▶ [Instructions for the task] Every line in the records below with the string "balcony" needs to be copied out.
___ Information given ___
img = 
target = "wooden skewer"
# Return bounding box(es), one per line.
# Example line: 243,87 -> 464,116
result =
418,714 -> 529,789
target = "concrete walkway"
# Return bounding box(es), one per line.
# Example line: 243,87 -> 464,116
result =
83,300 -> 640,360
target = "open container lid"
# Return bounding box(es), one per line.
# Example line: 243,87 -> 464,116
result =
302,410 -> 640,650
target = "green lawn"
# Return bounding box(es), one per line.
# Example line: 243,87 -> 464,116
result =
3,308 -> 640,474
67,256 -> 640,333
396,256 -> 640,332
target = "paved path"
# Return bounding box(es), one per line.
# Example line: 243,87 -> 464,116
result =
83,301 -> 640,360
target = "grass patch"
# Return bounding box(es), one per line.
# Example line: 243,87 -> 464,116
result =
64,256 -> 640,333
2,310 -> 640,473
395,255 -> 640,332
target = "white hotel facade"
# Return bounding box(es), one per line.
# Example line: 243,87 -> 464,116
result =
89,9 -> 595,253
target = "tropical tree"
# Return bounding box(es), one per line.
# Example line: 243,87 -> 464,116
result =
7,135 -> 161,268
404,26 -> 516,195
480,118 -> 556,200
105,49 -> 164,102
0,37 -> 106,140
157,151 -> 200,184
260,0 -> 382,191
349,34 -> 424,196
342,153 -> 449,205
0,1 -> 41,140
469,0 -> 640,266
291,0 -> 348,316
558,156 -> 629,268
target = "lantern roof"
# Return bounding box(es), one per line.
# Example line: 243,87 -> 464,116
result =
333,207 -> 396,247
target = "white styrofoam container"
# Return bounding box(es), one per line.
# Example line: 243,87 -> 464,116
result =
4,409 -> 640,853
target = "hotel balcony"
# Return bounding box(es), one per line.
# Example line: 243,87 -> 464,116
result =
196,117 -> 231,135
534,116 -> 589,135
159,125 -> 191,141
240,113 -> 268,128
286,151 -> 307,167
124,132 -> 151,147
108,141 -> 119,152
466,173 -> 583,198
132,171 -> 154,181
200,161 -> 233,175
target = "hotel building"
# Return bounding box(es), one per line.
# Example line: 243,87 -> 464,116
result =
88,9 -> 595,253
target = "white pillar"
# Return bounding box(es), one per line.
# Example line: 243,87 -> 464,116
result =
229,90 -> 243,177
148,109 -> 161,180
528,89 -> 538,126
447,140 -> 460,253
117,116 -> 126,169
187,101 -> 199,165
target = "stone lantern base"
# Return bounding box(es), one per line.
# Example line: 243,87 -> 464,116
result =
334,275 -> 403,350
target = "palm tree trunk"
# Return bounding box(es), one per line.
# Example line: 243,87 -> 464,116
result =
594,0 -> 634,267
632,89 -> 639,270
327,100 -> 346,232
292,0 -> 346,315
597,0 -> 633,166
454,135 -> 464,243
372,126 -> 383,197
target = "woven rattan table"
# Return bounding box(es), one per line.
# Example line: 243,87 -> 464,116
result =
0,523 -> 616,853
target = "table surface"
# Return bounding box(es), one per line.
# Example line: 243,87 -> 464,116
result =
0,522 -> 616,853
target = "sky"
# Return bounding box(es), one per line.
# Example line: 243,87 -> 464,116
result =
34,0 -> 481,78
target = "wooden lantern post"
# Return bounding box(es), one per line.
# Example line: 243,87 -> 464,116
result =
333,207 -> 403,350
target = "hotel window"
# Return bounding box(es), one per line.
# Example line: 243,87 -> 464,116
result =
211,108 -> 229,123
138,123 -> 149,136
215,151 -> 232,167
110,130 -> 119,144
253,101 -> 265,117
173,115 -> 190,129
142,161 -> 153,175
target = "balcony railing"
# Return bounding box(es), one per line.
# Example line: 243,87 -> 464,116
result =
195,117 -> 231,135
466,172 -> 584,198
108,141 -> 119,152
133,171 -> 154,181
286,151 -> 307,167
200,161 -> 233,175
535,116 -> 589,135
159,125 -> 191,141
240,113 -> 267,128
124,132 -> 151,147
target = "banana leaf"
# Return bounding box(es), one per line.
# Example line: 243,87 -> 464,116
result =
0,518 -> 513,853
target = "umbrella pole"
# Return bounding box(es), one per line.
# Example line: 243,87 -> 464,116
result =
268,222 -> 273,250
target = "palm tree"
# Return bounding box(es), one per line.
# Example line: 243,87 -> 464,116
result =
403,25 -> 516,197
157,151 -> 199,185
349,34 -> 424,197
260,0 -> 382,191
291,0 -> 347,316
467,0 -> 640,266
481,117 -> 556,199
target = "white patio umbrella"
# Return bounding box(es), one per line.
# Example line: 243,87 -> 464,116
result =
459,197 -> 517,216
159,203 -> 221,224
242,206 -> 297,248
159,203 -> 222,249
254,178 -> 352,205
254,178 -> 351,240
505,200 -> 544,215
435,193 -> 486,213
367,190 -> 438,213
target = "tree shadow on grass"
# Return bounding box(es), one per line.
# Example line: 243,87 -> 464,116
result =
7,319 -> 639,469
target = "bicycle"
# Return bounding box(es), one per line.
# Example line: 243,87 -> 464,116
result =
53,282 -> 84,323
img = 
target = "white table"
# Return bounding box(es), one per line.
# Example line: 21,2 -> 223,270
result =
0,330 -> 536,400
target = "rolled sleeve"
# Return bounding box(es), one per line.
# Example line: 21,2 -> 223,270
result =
___
▶ [Solution to this exercise]
target = "hotel balcony"
target = "balcony railing"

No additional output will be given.